··· Excerpted records
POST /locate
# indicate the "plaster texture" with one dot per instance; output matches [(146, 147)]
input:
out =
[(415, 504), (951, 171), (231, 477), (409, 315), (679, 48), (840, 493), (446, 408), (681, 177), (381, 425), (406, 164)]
······
• Task:
Give back the entries exactly. Omit none of them.

• Answer space:
POST /locate
# indicate the "plaster texture" with one dot per instance; output matches [(146, 147)]
input:
out =
[(415, 504), (951, 171), (231, 477), (409, 315), (679, 48), (840, 493), (446, 408), (681, 177), (381, 425), (406, 164)]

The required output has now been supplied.